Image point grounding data
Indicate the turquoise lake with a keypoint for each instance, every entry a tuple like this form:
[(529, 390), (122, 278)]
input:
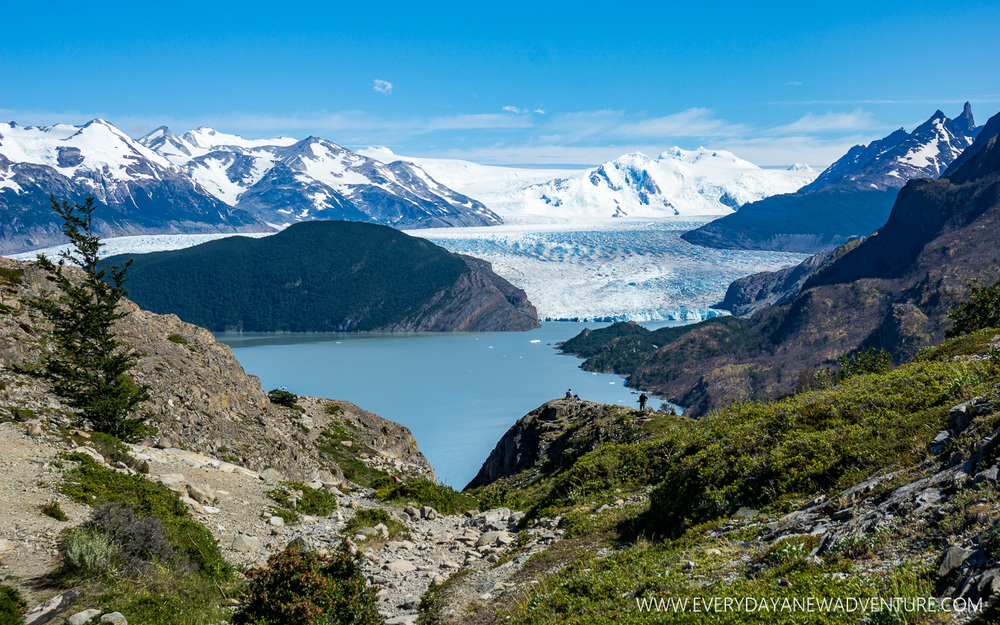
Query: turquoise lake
[(457, 392)]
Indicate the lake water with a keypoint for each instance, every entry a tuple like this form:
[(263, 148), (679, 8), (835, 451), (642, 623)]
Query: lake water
[(457, 392)]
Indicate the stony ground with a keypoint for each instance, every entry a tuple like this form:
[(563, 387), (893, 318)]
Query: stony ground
[(232, 502)]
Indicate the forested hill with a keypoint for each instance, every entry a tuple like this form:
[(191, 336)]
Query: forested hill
[(327, 276)]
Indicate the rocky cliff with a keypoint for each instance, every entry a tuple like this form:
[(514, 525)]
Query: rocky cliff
[(555, 434), (202, 399)]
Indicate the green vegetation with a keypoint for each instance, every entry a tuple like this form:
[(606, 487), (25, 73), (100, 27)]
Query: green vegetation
[(141, 553), (282, 397), (89, 364), (869, 361), (113, 450), (94, 485), (305, 588), (297, 497), (54, 510), (348, 457), (621, 347), (980, 311), (312, 276), (444, 499), (12, 606), (771, 456), (799, 222)]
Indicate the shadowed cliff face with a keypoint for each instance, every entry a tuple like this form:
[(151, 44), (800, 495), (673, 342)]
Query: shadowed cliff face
[(555, 434), (201, 399), (892, 291), (328, 276)]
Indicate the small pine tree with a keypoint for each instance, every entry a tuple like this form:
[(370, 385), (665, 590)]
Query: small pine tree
[(88, 365), (980, 311)]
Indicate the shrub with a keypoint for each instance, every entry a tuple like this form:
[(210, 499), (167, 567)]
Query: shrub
[(12, 606), (869, 361), (980, 311), (89, 552), (95, 485), (138, 539), (444, 499), (282, 397), (88, 364), (54, 510), (305, 588)]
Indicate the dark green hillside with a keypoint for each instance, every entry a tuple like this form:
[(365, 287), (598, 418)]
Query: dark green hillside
[(312, 277), (806, 221)]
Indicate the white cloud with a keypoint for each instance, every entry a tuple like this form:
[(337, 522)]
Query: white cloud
[(828, 122)]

### YOUR TASK
Copy out each record shown above without alteration, skipping any picture.

### WRITTEN RESPONSE
Indicate the turquoise lake with a keypoint for each instance, every entry a tuple like this form:
[(529, 390), (122, 278)]
input:
Query: turquoise lake
[(457, 392)]
Indicate the lake water with a keypoint for each instance, every entry a tuple like this form:
[(263, 148), (679, 8), (835, 451), (642, 623)]
Query: lake water
[(457, 392)]
Indicate the stony ground with a keypoint for each instance, every entry a tuple like this form:
[(563, 387), (893, 318)]
Query: stony ground
[(232, 502)]
Indicate the forested hill with a keypoint for each instance, every entry a tuple like this form:
[(191, 336)]
Query: forested hill
[(327, 276)]
Indicate the rocky cliff with a keypoint for each instance, every entry a tuple like this form:
[(514, 525)]
Query: rocky cliff
[(555, 434), (202, 399)]
Indicate the green vegetation with a keypoint for each instance, every entry a tuple like this form:
[(606, 487), (25, 73), (100, 27)]
Query: green vegetation
[(141, 553), (282, 397), (89, 364), (869, 361), (113, 450), (94, 485), (305, 588), (297, 497), (54, 510), (348, 457), (621, 347), (980, 311), (312, 276), (444, 499), (12, 606), (771, 456), (799, 222)]
Indicate the shadowed cliff face with a keypoint for each instance, every entry a tuple like this form:
[(151, 44), (800, 495), (673, 342)]
Query: shadowed cliff face
[(555, 434), (201, 399), (892, 291), (328, 276)]
Indicate the small pine tree with a keypoint for each instance, every entry a tuple like this form:
[(370, 385), (665, 590)]
Query: small pine tree
[(88, 365), (980, 311)]
Indicate the shrub with a keypoint for each instance, every entry a tuple like this form:
[(210, 499), (167, 567)]
Query: shrub
[(12, 606), (869, 361), (980, 311), (89, 552), (95, 485), (138, 539), (444, 499), (282, 397), (88, 364), (54, 510), (305, 588)]
Indicate the dark green hillside with a keypoint for each instance, every entry a tuple like this form:
[(365, 287), (598, 418)]
Query: dark green hillside
[(312, 277), (806, 221)]
Indicate the white cloud with a keypoint for each instance, every entry a tuple like this form:
[(337, 522)]
Query: white cloud
[(828, 122)]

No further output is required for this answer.